◆ Task requirements ◆
A. From the text about Engler, list every opponent he defeated in a race for governor, with the year of each win.
B. Extend the text about Engler, picking up right after its final sentence.

◆ Text passage ◆
Vice presidential speculation

1996
During the 1996 presidential election, Engler was considered to be a potential vice presidential running mate for Republican nominee Bob Dole. However, Dole instead selected Jack Kemp, a former representative and HUD secretary.

2000
Engler endorsed Texas Governor George W. Bush in the 2000 Republican primary. After Bush secured the GOP nomination, Engler's name was again floated as a possible running mate. In his book Decision Points, Bush says that Engler was someone he was "close" with and could "work well with." Ultimately, Engler was passed over for the running mate position in favor of Dick Cheney. After the election, Engler's close political ally Spencer Abraham, who narrowly lost his re-election bid for the Senate to Debbie Stabenow, was chosen as Bush's Secretary of Energy.

2002 elections
Engler's lieutenant governor, Dick Posthumus, sought to succeed Engler in the 2002 gubernatorial race. Posthumus lost the race to the state's attorney general, Democrat Jennifer Granholm.

Election results
In 1990, Engler, then the state senate majority leader, challenged Governor James Blanchard in his bid for a third term. Political observers viewed his bid as a long shot, and he trailed Blanchard by double digits in the polls the weekend before the election. However, on election day, Engler pulled off the upset, defeating Blanchard by approximately 17,000 votes—a margin of less than one percentage point. In 1994, Engler ran for his second term. The Democrats nominated former Representative Howard Wolpe, who had close ties to the labor movement—a potent force in Democratic politics in Michigan. Engler bested Wolpe 61 to 39 percent, and the state Republican Party made significant gains. Spencer Abraham picked up the Senate seat of retiring Democrat Donald Riegle. Republicans gained a seat to break a tie in the state House of Representatives, taking a 56–54 majority, while also picking up a seat in the U.S. House of Representatives. Republican Candice Miller won an upset victory to win the post of Secretary of State.

Michigan voters re-elected Engler to his third and final term in 1998. He won a landslide victory over lawyer Geoffrey Fieger. Engler took 1,883,005 votes—62 percent of the total—to Fieger's 38 percent and 1,143,574 votes. Engler's landslide helped the state Republican Party to gain six seats in the state House of Representatives, taking control of the chamber they had lost two years previously with a 58–52 margin, as well as picking up an additional seat in the State Senate, for a 23–15 majority. Republicans also gained a seat on the technically non-partisan state Supreme Court, holding a 4–3 majority over the Democrats.

◆ Dataset extract ◆
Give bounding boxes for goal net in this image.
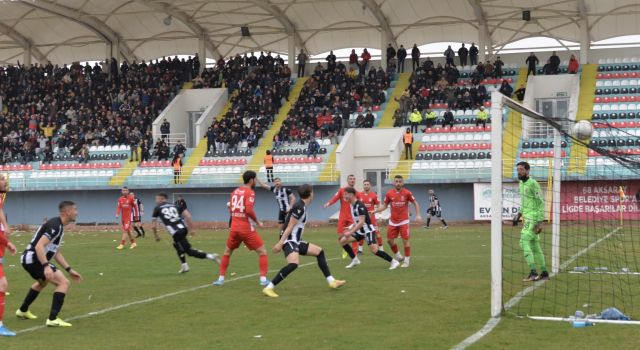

◆ Answers by task ◆
A. James Blanchard (1990), Howard Wolpe (1994), Geoffrey Fieger (1998)

B.
Electoral history

After governorship
After leaving the governor's mansion in January 2003, Engler served as president of the state and local government sector of Electronic Data Systems. Engler left that position in June 2004 to be elected president and CEO of the National Association of Manufacturers. Engler's tenure at the NAM ended in January 2011. In January 2011, Engler was named president of the Business Roundtable.

In 2017, Engler was appointed to a four-year term on the governing board of the National Assessment of Educational Progress project.

Interim presidency of Michigan State University
On January 30, 2018, Engler was named the interim president of Michigan State University to replace Lou Anna Simon, who was embroiled with the school in the USA Gymnastics sex abuse scandal involving Larry Nassar. The appointment of Engler sparked controversy due to his previous handling of sexual misconduct as governor of Michigan. Engler's tenure as interim president was plagued by controversies, brought on by Engler's apparent callous statements and actions toward survivors during Board of Trustees meetings and statements that were reported by the press. One on Nassar's victims, Rachael Denhollander, said Engler "chose to stand against every child and every sexual assault victim in the entire state, to protect an institution."

Engler resigned on January 16, 2019 after the Board of Trustees indicated its intent to ask him to resign following a series of embarrassing incidents regarding Nassar's victims and his responses to issues in the aftermath. Engler initially indicated he planned to resign on January 23, 2019 but the Board required him to resign the morning after he submitted his resignation letter.

Personal life

In 1974, Engler married Colleen House, who served in the Michigan House of Representatives and ran for lieutenant governor of Michigan in 1986. She filed for divorce in 1986.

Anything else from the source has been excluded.